● Task to carry out
Skip the images and return the records below exactly.

● Data in this exercise
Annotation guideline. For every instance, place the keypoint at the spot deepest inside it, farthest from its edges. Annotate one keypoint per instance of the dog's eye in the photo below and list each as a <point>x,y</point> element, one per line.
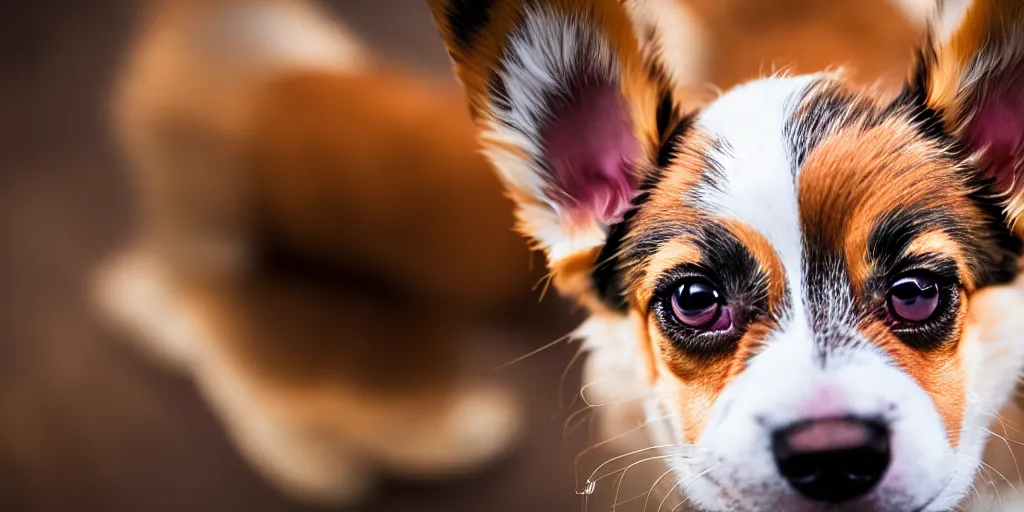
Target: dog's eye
<point>913,299</point>
<point>698,304</point>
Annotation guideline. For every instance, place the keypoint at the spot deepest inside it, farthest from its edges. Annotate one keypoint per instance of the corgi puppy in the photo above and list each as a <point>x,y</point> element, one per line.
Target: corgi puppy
<point>316,232</point>
<point>816,284</point>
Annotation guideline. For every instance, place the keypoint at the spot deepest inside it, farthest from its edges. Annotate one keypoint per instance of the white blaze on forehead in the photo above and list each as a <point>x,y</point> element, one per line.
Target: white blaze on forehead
<point>758,185</point>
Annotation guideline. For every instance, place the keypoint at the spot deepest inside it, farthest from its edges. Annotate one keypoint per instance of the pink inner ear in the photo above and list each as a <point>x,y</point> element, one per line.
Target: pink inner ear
<point>998,129</point>
<point>592,148</point>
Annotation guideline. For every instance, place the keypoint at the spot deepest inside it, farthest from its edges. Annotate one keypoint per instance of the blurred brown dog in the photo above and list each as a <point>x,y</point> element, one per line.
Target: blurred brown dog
<point>315,233</point>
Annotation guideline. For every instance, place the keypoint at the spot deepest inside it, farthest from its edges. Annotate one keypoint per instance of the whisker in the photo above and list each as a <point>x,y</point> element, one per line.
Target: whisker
<point>590,407</point>
<point>636,452</point>
<point>534,352</point>
<point>565,374</point>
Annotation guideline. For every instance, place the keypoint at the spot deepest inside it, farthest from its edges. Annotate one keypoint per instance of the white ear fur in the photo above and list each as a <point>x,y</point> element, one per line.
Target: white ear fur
<point>542,56</point>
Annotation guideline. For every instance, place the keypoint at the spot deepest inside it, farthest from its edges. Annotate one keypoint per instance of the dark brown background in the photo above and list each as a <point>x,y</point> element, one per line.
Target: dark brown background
<point>86,422</point>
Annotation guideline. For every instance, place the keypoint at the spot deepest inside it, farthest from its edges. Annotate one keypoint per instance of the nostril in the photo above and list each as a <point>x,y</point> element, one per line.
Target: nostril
<point>833,460</point>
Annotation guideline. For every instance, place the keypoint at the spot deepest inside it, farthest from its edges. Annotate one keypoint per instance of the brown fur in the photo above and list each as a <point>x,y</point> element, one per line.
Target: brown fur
<point>317,236</point>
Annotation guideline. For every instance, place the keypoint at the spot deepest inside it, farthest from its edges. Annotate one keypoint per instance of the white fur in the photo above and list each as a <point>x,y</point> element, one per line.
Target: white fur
<point>760,186</point>
<point>543,54</point>
<point>784,384</point>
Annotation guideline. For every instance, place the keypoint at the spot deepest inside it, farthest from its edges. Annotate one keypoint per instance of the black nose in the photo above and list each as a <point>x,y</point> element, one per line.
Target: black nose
<point>833,460</point>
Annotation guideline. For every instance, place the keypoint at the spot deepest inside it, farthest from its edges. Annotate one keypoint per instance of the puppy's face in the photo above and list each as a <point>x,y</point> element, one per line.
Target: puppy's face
<point>816,281</point>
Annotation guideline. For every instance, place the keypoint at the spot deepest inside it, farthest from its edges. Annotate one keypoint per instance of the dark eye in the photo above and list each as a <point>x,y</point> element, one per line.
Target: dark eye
<point>913,299</point>
<point>698,304</point>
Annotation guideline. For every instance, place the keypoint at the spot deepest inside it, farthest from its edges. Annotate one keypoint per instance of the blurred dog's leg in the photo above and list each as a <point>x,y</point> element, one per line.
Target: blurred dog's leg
<point>258,129</point>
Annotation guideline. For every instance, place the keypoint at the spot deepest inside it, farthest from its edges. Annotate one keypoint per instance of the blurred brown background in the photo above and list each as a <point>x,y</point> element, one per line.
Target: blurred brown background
<point>86,422</point>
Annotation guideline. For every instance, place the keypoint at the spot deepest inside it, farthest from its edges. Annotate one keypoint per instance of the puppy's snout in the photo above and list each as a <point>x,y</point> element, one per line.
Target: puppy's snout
<point>833,460</point>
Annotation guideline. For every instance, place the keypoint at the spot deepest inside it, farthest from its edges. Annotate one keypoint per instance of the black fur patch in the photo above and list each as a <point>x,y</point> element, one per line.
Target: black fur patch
<point>824,110</point>
<point>466,18</point>
<point>729,265</point>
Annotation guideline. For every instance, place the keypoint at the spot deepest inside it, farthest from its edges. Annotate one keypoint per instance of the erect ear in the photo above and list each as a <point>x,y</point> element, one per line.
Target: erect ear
<point>972,74</point>
<point>570,114</point>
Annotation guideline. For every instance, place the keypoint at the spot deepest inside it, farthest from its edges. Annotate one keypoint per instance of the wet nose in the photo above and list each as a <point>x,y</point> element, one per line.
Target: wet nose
<point>833,460</point>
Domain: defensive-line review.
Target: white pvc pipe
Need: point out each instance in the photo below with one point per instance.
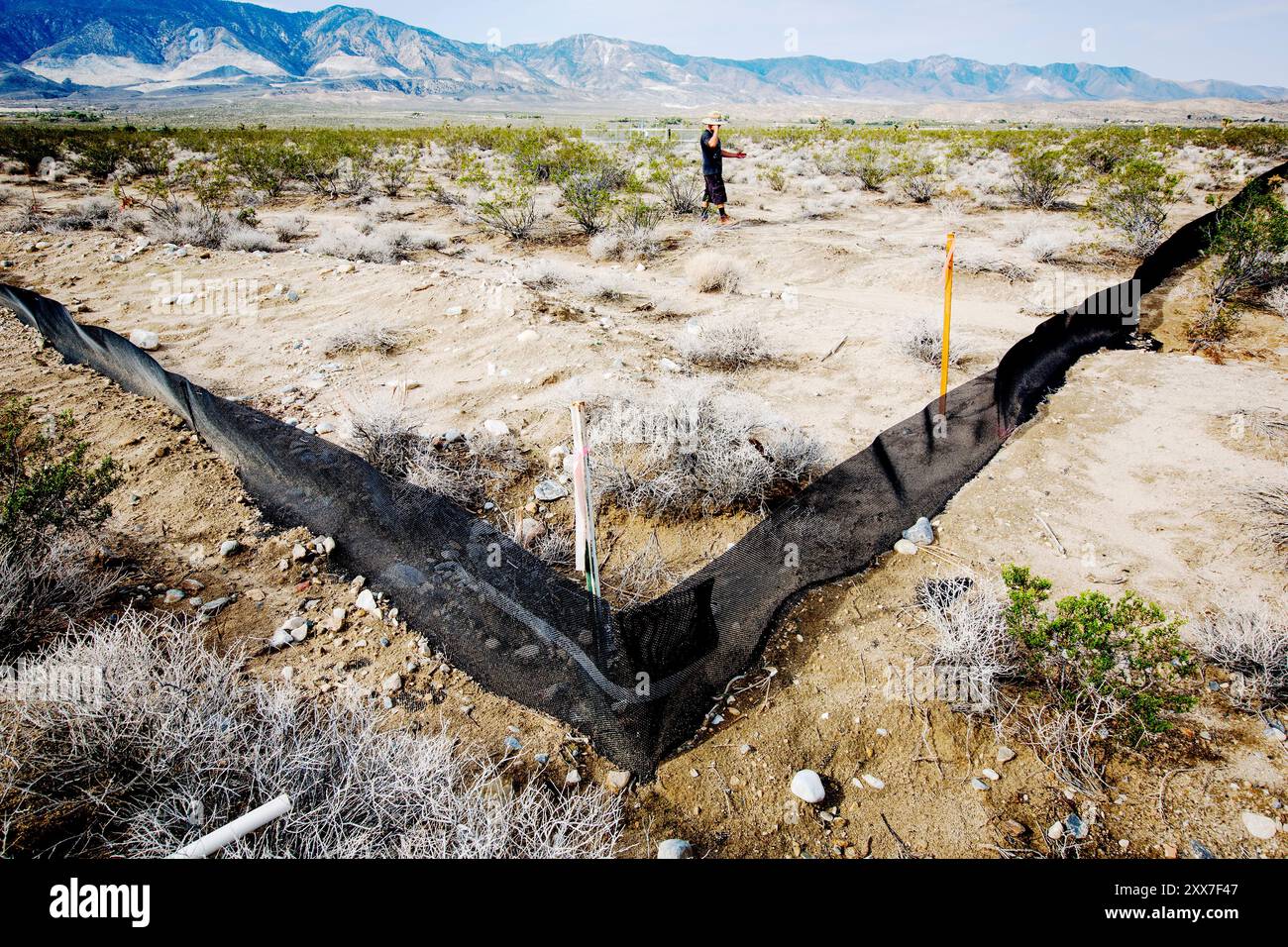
(244, 825)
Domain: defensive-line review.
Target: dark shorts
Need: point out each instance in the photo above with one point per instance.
(715, 188)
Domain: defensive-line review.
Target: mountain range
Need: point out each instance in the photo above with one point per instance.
(134, 48)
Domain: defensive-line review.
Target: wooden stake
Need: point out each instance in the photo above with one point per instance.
(584, 500)
(948, 318)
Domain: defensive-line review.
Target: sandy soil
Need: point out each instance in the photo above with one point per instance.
(1133, 466)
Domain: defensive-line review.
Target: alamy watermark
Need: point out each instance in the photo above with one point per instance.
(50, 684)
(206, 296)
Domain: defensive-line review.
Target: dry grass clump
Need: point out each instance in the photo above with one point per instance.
(249, 240)
(630, 239)
(378, 244)
(730, 343)
(291, 228)
(545, 274)
(176, 741)
(555, 547)
(923, 342)
(1267, 504)
(90, 214)
(605, 287)
(692, 449)
(1262, 424)
(468, 470)
(366, 337)
(189, 224)
(387, 438)
(1043, 247)
(643, 575)
(971, 641)
(1276, 300)
(47, 583)
(1252, 642)
(709, 272)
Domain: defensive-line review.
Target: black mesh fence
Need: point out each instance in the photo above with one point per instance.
(638, 681)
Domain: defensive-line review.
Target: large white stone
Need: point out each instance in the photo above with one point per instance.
(807, 787)
(146, 339)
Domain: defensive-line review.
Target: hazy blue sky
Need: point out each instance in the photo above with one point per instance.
(1241, 40)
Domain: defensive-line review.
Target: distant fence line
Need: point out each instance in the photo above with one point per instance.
(671, 133)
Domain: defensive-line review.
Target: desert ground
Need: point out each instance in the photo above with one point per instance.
(1136, 474)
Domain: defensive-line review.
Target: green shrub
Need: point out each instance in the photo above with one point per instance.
(511, 209)
(52, 500)
(1041, 176)
(266, 167)
(1249, 237)
(588, 201)
(393, 172)
(1133, 200)
(1122, 655)
(30, 145)
(99, 157)
(918, 178)
(870, 165)
(774, 176)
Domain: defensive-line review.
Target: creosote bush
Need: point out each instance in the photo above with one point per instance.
(52, 501)
(1041, 176)
(1124, 657)
(468, 471)
(1133, 200)
(380, 244)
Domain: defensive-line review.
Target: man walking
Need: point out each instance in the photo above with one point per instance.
(712, 166)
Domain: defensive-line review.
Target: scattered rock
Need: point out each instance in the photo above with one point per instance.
(215, 605)
(368, 602)
(531, 530)
(1077, 826)
(549, 491)
(922, 534)
(675, 848)
(1260, 826)
(146, 339)
(807, 787)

● Task answer
Annotation guideline. For every instance, place the keypoint at the spot deepest inside it, farthest from its edges. Annotate one keypoint per instance of the dog's eye in the photo below and list each as a <point>x,y</point> element, one per line.
Target: dog's eye
<point>913,299</point>
<point>698,304</point>
Annotation guideline. For every instance, place the keypoint at the spot deepest inside it, farthest from its edges. Annotate one keypoint per instance of the corgi puppy in the photo above and list each as a <point>x,y</point> element, one per line.
Target: corgi puppy
<point>316,232</point>
<point>816,284</point>
Annotation guideline. For every instance, place the keypoint at the spot deepest inside it, farthest from its edges. Annotate one keypoint per instance of the white blaze on forehead in the photo above and list each as a <point>x,y</point> element, one per line.
Target: white blaze on forehead
<point>758,185</point>
Annotation guideline. For every instance, place the keypoint at the spot deepest inside it, farthest from its edges. Annotate one keypoint per instance of the pink inner ear in the photo above and list each as a <point>x,y</point> element, one per line.
Target: pink inner ear
<point>998,129</point>
<point>592,148</point>
Annotation guideline. For every instance, place the keypoint at the spot deepest inside it, farthest from its edges. Annotate one keypoint per instance of the blurred brown dog in the photo above and list each as a <point>x,y</point> element, one per line.
Target: blurred brown dog
<point>315,233</point>
Annotation guideline. For every instance, place the keypoint at the spot deepest inside it, farthest from its edges. Annotate one keypoint per instance of the whisker in the photo above and list each as a <point>x,y</point> element, one per line.
Target: whisker
<point>590,407</point>
<point>636,452</point>
<point>534,352</point>
<point>565,374</point>
Annotation guideline. For every instance, place the keypoint at the spot deepest inside it, farthest from its edges. Annotate one keypoint per instance of the white ear fur in the photo above and list each as a <point>x,y</point> element, one per line.
Target: white ear fur
<point>542,56</point>
Annotation guideline. For every instance, place the keypoint at the spot deepest inside it, farthest from its edges. Annotate one keypoint per instance of the dark brown background in the photo above and list each as a <point>x,y</point> element, one per line.
Target: dark brown background
<point>86,422</point>
Annotation guideline. For every instance, place the keypoint at the spot deepest inside it, farthest from its edges. Annotate one keypoint per instance of the nostril in the photo above and list each as a <point>x,y</point> element, one per line.
Target: nostril
<point>833,460</point>
Annotation guideline. For every instance, place the keypoint at the spot deepest inside it, farthest from its edges. Annotate one keypoint per instance of the brown fur in the photo above and list each as a <point>x,y</point> element, one per line.
Target: brown fur
<point>317,236</point>
Annotation guideline. For every instance, place the keypoint at the spot deepest inside it, farthest from its edges. Annotate one keypoint per instance of the white fur in the photo above and list each as a <point>x,y</point> element, one per line.
Target: white fur
<point>760,186</point>
<point>543,54</point>
<point>784,384</point>
Annotation guideline. For every instance, place the keypoint at the spot deepest inside it, farthest from its edges. Annotate one keypoint per instance of the black nose in the photo above and list each as a <point>x,y</point> element, one per line.
Target: black nose
<point>833,460</point>
Annotation guideline. For every instance, place the keypoint at the spot deepest inside it, farthest from its edges. Annotate one keypoint per instance of the puppy's face in the photo above and list each as a <point>x,y</point> element, one per line.
Target: puppy's face
<point>816,281</point>
Annotation guideline. For every instance, place the keypoint at the spot deepest inside it, farthest from its edges. Annotate one keypoint per instance of the dark eye in the photo above and list each as a <point>x,y</point> element, one per line.
Target: dark eye
<point>913,299</point>
<point>698,304</point>
Annotation guideline. For every instance, place the keypoint at the spot deepest inside it, farthest from its edges. Annotate one keypoint per instance of the blurred dog's leg in the photo above and list each as a <point>x,y</point> element, one per line.
Target: blurred dog's leg
<point>258,129</point>
Annotation guideline. For every instance, place the keypoint at the spot deepest inside it, farthest from its edges. Annotate one keypoint per instance of the blurred brown background in the photo above and list each as a <point>x,y</point> element, one per line.
Target: blurred brown background
<point>86,422</point>
Annotation guideline. For every instance, place the keypoint at the spot deepest inside it, farthest from its edges. Annotate one keypoint per instance of the puppy's snout in the photo above and list each as a <point>x,y</point> element, one per line.
Target: puppy's snout
<point>833,460</point>
Annotation guideline. For every instance, place the keypoint at the spot deepest inside it, farthest from its edges. Annotate one keypoint per instance of the black fur patch in the photo above and list each as a <point>x,y</point> element, one per line.
Target: black fur patch
<point>824,110</point>
<point>466,18</point>
<point>729,265</point>
Annotation guideline. For every instance, place the keypoint at the spot deepest inside it, farthest from its edges. Annotate one keypoint per instance of the erect ear in the photo above and list each as a <point>x,y</point> element, one per line.
Target: erect ear
<point>972,74</point>
<point>570,114</point>
Annotation guideline. For every instance, place the keypoint at the spot deepest inside it, farthest from its edges. Annotate one keypoint per instance of the wet nose in the photo above and list each as a <point>x,y</point> element, one per line.
Target: wet nose
<point>833,460</point>
Domain: defensive-line review.
Target: white pvc pipe
Need: point out each instance in the photo below with one point per instance.
(244, 825)
Domain: defensive-line review.
Target: dark shorts
Need: point out each instance in the photo above with one point per instance.
(715, 188)
Domain: defensive-line review.
Target: mountain range
Need: point out each instance in the photo above with one point per instance.
(134, 48)
Domain: defensive-line review.
Target: wooden stake
Need: point out each instance in the photo above with one point per instance.
(584, 500)
(948, 318)
Domain: defensive-line review.
Target: sandy soil
Need: point out each instance in the photo above with one point per instance.
(1133, 466)
Domain: defensive-line review.
Target: alamy watermark
Need: point out each instance in the photo above with one point per instance.
(50, 684)
(206, 296)
Domain: defensive-line review.
Target: dry grass clump
Need: point out each instance in the photo above with one point per instance.
(249, 240)
(630, 239)
(378, 244)
(730, 343)
(291, 228)
(545, 274)
(176, 741)
(555, 547)
(923, 342)
(1267, 504)
(90, 214)
(605, 287)
(692, 449)
(1262, 424)
(468, 470)
(366, 337)
(189, 224)
(387, 438)
(1043, 247)
(643, 575)
(971, 641)
(1276, 300)
(47, 583)
(1252, 642)
(709, 272)
Domain: defensive-line review.
Target: black mesh fence
Need: point out each instance in the photo above with one point per instance.
(638, 681)
Domain: defensive-line review.
Target: large white stone
Need: point out each instance in the photo above with one point per instance.
(807, 787)
(146, 339)
Domain: defensive-line review.
Target: hazy blue sky
Need: point out each instance in the photo above with one point per instance.
(1241, 40)
Domain: defensive-line review.
Target: distant fence line
Need: point out each instance in the photo above with one point per instance.
(671, 133)
Domain: defensive-line review.
Target: desert ground
Need: point out each instance in the photo above with one point per instance.
(1136, 474)
Domain: defensive-line review.
Target: green shrub
Need: point out each instance in the photo above with one point per instance.
(511, 209)
(52, 500)
(1041, 176)
(266, 167)
(1249, 237)
(588, 201)
(393, 172)
(1133, 200)
(1122, 655)
(30, 145)
(99, 157)
(918, 178)
(870, 165)
(774, 176)
Domain: defensive-line review.
Target: creosote bush
Need: point out each instance in the photo above with one point per instance.
(52, 501)
(1041, 176)
(1124, 657)
(468, 471)
(1133, 200)
(380, 244)
Domain: defensive-line review.
Target: man walking
Need: point out each instance in the photo above with one point per instance.
(712, 166)
Domain: defensive-line review.
Target: scattered rock
Need: point out each instance in the photo above with one point per instance.
(215, 605)
(368, 602)
(531, 530)
(1077, 826)
(549, 491)
(922, 534)
(675, 848)
(1260, 826)
(146, 339)
(807, 787)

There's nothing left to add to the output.